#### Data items
"""
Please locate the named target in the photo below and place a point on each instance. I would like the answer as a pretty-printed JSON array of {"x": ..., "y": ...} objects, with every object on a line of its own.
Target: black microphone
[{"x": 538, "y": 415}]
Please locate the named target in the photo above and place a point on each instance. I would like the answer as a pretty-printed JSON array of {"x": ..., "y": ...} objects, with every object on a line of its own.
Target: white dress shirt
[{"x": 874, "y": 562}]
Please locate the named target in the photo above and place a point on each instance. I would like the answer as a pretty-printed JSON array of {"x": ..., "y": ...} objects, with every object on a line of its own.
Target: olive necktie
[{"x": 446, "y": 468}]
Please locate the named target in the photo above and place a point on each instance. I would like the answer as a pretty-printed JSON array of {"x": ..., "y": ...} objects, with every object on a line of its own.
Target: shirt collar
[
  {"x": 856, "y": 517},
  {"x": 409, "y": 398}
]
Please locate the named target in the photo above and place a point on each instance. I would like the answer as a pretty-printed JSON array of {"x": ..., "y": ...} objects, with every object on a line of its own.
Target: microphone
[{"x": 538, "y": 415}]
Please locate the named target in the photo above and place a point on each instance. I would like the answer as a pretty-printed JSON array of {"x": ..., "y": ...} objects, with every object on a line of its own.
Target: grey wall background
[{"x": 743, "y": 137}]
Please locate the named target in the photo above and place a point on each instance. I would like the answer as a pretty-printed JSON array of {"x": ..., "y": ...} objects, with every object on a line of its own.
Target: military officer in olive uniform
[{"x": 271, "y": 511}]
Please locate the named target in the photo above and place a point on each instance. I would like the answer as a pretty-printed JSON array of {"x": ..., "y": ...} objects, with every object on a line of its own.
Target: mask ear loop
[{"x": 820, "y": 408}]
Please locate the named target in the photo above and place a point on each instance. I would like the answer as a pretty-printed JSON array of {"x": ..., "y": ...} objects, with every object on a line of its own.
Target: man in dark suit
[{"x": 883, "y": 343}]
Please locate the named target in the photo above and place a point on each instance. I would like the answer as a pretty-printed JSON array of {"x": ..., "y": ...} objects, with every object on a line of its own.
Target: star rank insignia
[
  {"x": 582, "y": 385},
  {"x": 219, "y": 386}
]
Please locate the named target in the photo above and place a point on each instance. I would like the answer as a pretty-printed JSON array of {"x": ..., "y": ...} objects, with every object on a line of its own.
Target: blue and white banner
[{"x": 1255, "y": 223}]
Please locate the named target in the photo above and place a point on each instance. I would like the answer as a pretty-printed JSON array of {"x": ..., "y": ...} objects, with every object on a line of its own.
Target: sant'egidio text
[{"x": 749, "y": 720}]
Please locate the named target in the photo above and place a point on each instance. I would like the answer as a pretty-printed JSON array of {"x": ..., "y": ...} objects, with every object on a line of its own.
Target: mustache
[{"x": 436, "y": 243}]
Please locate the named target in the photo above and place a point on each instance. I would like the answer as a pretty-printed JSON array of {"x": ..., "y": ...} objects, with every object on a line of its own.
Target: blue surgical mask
"""
#### What is required
What should come out is the exact run of lines from the one holding "Target: mask ear loop" through the end of the records above, and nothing besides.

#### Written solution
Target: mask ear loop
[{"x": 820, "y": 408}]
Please locate the named target in the photo above and place a point on each instance. I would like the answer as a pretty-printed JSON array of {"x": ..., "y": ...} objects, with every object on a line of its own.
Target: man in dark suit
[{"x": 883, "y": 343}]
Please locate the named target in the photo above and place a point on each instance. I would like the answer as a pretty-printed JSON array of {"x": ..., "y": ...} objects, with every object on a line of its own.
Target: star rank insignia
[
  {"x": 582, "y": 385},
  {"x": 219, "y": 386}
]
Please locate the named target in the photo above and place a point on each instance. I would like the answer as a pretty-printed JSON array of {"x": ..., "y": ...} objects, with every object on a line of its own.
Target: blue and white banner
[{"x": 1255, "y": 223}]
Please locate the named target in the photo above and place a point on each instance. I would like the answer as a pretty-printed JSON array of {"x": ..., "y": ...} objects, with every object on a line of its own.
Target: sant'egidio text
[{"x": 749, "y": 720}]
Please locate the named target in the photo above and place a point on each instance. I would like the answer as a pretty-printed JSON array of {"x": ..., "y": ...} objects, with every object on a line of its own.
Target: mustache
[{"x": 436, "y": 243}]
Please locate the named target in the photo above and place a point on each instance. I would like the answer as a pretty-printed JSON array of {"x": ..., "y": ...} objects, with every object on a line of its own.
Target: blue surgical mask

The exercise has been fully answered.